What you need to do:
Look below for the line containing "Target: monkey's back", then write out that line and every line after it to the end, exactly, minus the pictures.

Data supplied:
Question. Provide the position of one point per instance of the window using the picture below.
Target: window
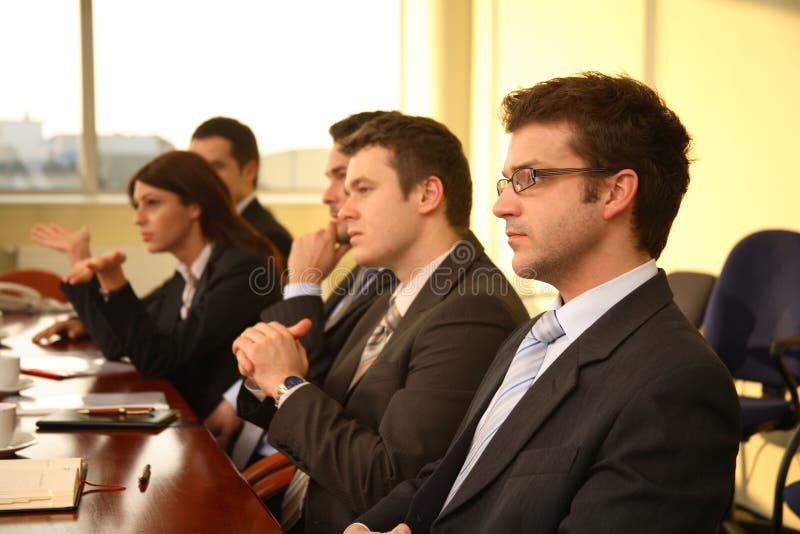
(288, 70)
(40, 95)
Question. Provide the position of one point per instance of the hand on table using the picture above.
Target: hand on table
(74, 244)
(269, 352)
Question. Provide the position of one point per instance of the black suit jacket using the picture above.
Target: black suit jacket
(321, 344)
(267, 225)
(635, 427)
(358, 444)
(194, 353)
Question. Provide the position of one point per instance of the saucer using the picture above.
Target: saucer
(19, 440)
(24, 382)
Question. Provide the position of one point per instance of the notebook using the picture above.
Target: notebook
(31, 485)
(74, 419)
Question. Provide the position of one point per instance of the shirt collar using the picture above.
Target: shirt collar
(584, 310)
(242, 204)
(405, 294)
(198, 265)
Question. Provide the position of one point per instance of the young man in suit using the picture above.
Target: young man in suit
(230, 147)
(615, 416)
(312, 259)
(396, 391)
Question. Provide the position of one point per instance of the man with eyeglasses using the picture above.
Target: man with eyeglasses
(608, 413)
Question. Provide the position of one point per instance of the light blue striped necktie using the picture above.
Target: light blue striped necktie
(519, 378)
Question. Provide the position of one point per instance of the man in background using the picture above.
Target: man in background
(312, 259)
(231, 149)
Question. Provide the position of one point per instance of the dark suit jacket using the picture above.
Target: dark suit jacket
(634, 428)
(194, 353)
(323, 345)
(267, 225)
(358, 445)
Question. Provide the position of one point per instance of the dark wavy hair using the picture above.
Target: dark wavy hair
(195, 182)
(421, 147)
(244, 147)
(618, 123)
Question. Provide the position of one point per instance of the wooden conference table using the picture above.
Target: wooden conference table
(194, 487)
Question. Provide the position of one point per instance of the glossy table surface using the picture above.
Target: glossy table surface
(194, 487)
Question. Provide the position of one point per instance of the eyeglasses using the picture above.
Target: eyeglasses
(526, 177)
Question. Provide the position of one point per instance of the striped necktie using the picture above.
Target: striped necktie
(292, 503)
(519, 378)
(377, 340)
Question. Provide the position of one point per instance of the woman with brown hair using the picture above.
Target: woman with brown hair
(226, 274)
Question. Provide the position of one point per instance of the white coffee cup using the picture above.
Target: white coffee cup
(8, 420)
(9, 371)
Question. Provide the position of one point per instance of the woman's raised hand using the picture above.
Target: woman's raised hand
(74, 244)
(107, 267)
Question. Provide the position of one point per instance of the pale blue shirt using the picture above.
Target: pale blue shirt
(584, 310)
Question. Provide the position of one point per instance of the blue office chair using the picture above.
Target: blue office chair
(753, 310)
(691, 291)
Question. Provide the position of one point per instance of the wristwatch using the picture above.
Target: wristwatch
(289, 383)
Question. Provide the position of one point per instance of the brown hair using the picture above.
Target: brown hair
(341, 129)
(195, 182)
(618, 123)
(244, 147)
(421, 147)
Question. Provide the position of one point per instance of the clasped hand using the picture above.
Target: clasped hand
(269, 352)
(313, 256)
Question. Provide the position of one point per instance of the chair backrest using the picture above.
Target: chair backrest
(691, 291)
(755, 300)
(45, 282)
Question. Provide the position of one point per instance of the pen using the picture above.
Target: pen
(127, 410)
(144, 479)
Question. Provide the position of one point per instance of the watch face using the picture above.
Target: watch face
(292, 381)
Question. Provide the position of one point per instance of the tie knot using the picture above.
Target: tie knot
(392, 316)
(547, 329)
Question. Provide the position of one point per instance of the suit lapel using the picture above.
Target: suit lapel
(344, 367)
(446, 277)
(597, 343)
(340, 291)
(208, 272)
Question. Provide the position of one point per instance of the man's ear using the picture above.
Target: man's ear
(620, 193)
(195, 211)
(431, 194)
(250, 171)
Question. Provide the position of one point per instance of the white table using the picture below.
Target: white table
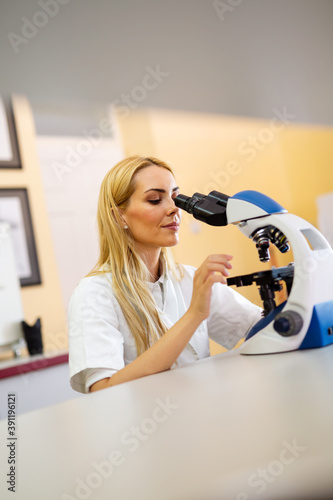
(229, 427)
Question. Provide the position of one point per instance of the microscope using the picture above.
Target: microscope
(305, 319)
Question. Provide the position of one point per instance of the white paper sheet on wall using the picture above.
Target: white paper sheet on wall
(6, 153)
(325, 216)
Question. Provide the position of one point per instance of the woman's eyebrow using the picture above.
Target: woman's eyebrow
(161, 190)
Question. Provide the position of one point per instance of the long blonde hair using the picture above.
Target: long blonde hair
(118, 254)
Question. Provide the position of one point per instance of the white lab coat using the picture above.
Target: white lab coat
(100, 341)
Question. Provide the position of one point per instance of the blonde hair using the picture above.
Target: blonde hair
(118, 254)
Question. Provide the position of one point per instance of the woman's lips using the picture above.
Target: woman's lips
(174, 226)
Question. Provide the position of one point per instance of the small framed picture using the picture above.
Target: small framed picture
(9, 150)
(15, 210)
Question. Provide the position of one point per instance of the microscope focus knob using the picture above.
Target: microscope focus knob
(288, 323)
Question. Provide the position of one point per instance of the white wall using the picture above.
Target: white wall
(250, 57)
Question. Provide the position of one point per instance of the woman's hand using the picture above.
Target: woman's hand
(214, 269)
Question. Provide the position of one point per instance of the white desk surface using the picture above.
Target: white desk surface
(241, 428)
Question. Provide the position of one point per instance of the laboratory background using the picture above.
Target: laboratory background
(235, 95)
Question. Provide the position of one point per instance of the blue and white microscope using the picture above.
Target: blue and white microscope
(305, 319)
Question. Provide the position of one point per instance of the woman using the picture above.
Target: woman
(136, 313)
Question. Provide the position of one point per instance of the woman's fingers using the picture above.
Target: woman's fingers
(219, 263)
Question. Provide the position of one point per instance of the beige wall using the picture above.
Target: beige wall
(290, 163)
(45, 300)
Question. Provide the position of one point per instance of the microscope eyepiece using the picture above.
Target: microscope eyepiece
(187, 203)
(211, 209)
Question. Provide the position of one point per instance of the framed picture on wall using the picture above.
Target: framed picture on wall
(15, 210)
(9, 150)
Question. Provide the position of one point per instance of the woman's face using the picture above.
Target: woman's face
(151, 215)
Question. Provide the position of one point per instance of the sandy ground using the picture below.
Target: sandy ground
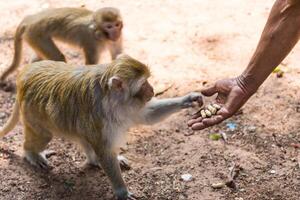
(187, 44)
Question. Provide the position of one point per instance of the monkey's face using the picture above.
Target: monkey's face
(113, 29)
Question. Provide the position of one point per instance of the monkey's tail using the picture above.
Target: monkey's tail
(12, 121)
(18, 52)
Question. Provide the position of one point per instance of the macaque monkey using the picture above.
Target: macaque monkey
(93, 105)
(91, 31)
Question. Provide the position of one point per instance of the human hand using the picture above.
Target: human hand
(232, 95)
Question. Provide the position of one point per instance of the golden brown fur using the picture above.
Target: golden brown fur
(93, 105)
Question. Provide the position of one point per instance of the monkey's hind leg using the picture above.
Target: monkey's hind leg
(34, 145)
(91, 157)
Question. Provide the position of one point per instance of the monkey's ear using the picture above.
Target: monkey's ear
(115, 83)
(92, 26)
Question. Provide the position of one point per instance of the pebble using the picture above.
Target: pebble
(186, 177)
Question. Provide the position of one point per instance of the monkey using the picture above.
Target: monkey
(93, 105)
(91, 31)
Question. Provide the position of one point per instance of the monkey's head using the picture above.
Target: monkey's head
(107, 22)
(127, 79)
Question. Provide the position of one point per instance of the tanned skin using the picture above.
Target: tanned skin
(93, 105)
(91, 31)
(280, 35)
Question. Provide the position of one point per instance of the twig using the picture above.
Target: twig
(233, 174)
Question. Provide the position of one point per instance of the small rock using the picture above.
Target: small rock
(251, 129)
(2, 115)
(231, 126)
(215, 136)
(218, 185)
(186, 177)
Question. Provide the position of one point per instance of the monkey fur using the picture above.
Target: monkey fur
(93, 105)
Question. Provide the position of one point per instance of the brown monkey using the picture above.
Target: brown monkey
(94, 105)
(91, 31)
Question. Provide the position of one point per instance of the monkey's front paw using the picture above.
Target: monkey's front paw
(37, 160)
(124, 163)
(192, 98)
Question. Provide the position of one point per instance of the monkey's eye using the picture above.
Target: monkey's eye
(118, 24)
(109, 26)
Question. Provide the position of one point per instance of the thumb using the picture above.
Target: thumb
(209, 91)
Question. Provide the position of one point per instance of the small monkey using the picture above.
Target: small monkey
(93, 105)
(91, 31)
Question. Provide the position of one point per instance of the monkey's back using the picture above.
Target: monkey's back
(66, 96)
(53, 20)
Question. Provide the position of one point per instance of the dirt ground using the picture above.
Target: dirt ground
(187, 44)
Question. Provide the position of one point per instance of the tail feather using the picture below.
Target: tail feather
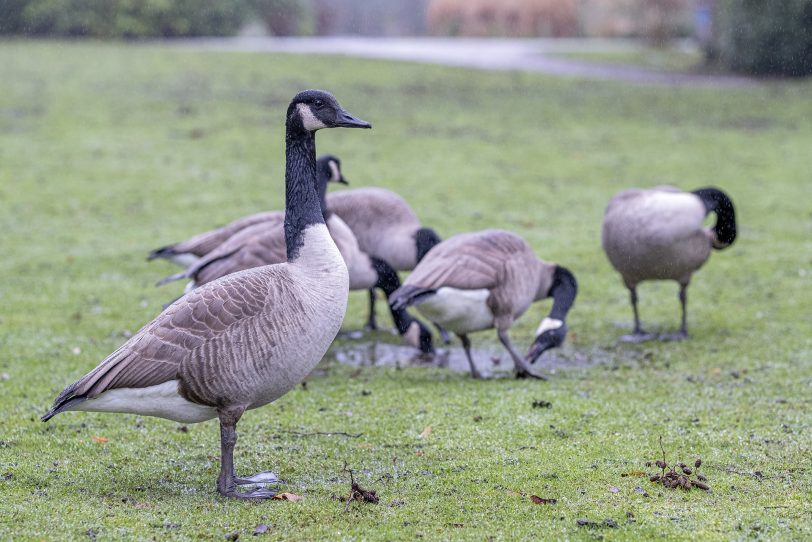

Result for this task:
Target: monkey's back
(66, 96)
(53, 20)
Question. Provide the position of one point per instance of the dirt ground using the picture above.
Target: dirt ground
(187, 44)
Question. Provide the position of one point per instance of the tail feather using the picture below.
Target: tail feather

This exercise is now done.